--- Text section Enclosed Below ---
She and other supporters of the bill (SB 2427 / HB 2177) hope that if users know their drugs are laced, they might toss them, or at least take some precautions, like using a smaller dose.
Growing acceptance of fentanyl test strips, but still some hesitation
Behavioral health experts call this “harm reduction.” The idea is not to encourage people to use drugs, but rather to help them do so safely if they are unable or unwilling to stop. Safe exchanges for drug needles are a common example, which have become more popular in recent years.
Early studies have found the strips are accurate and can change people’s behaviors. When researchers at Johns Hopkins University interviewed drug users in Baltimore, Boston and Providence, “the vast majority were interested in having their drugs checked for fentanyl.” A pilot program in San Francisco found that people who used test strips were likely to alter their behaviors to reduce the risk of an overdose.
As evidence of the tests’ effectiveness grows, multiple states have decriminalized their use, including Arizona, North Carolina, Delaware and Wisconsin. Some health and police departments have started to distribute the tests. The Centers for Disease Control and Prevention and the Substance Abuse and Mental Health Services Administration also announced last year that federal grants can be used to buy fentanyl test strips.
Some Tennessee legislators are still skeptical. They wonder whether people would actually think to test their drugs before taking them — or, worse, if drug dealers would use them as a marketing tool.
“If I’m a drug dealer, I’m going to use this,” Sen. Jon Lundberg (R-Bristol) said at the committee meeting. “‘Look at mine. This is grade-A pure, and I can show it to you.’ I’m concerned we’re going to have the exact opposite effect.”
It would still be illegal for drug dealers to have the tests under the new legislation. Lawmakers also added a sunset clause, which means that the statute would be reassessed in three years. If they don’t think it has helped, they can remove it from the books.
Both the House and Senate have approved the legislation, which now goes to Gov. Bill Lee’s desk. A spokesperson says he plans to sign it into law.
--- End of Enclosed Text section ---
--- Entries provided Enclosed Below ---
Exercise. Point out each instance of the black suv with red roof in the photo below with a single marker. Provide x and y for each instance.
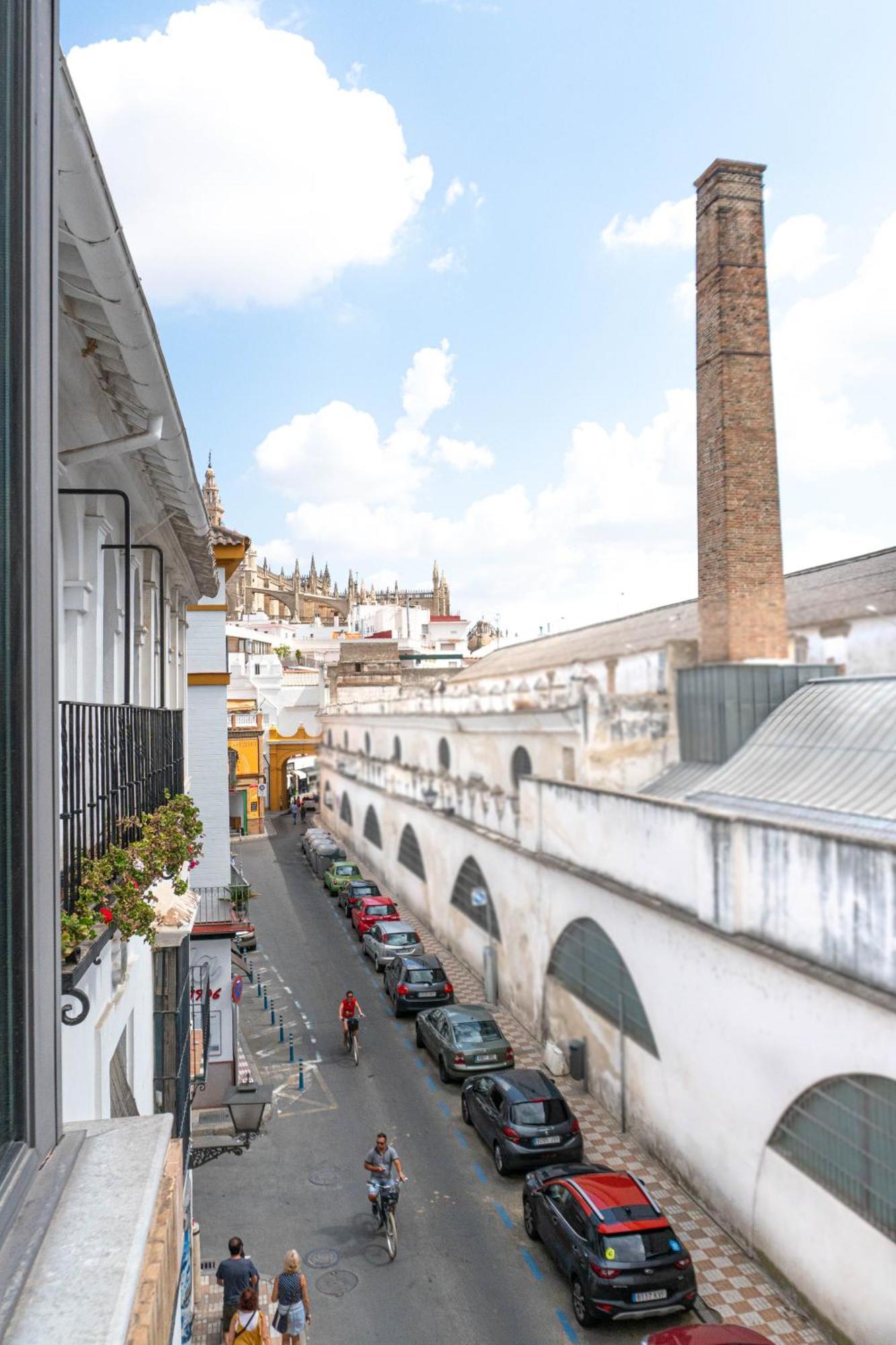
(611, 1241)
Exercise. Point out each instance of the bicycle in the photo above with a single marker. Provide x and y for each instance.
(352, 1038)
(385, 1214)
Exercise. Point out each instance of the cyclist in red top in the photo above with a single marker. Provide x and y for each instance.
(349, 1008)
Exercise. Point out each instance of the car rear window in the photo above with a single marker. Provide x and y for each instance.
(540, 1112)
(474, 1032)
(425, 977)
(639, 1247)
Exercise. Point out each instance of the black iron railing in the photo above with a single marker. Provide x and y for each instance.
(118, 761)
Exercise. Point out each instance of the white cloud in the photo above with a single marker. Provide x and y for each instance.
(798, 249)
(669, 225)
(243, 171)
(427, 387)
(464, 454)
(823, 350)
(446, 262)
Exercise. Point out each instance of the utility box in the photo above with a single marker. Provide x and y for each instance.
(577, 1059)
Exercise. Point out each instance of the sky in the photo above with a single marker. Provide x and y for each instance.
(423, 274)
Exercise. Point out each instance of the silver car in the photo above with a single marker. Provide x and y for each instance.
(392, 939)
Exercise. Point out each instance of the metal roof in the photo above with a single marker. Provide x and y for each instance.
(827, 755)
--- End of Enclosed Entries provided ---
What you need to do - Name every state that the text on fentanyl test strips says has decriminalized their use. You won't need the listing for this.

Solution below - Arizona, North Carolina, Delaware and Wisconsin.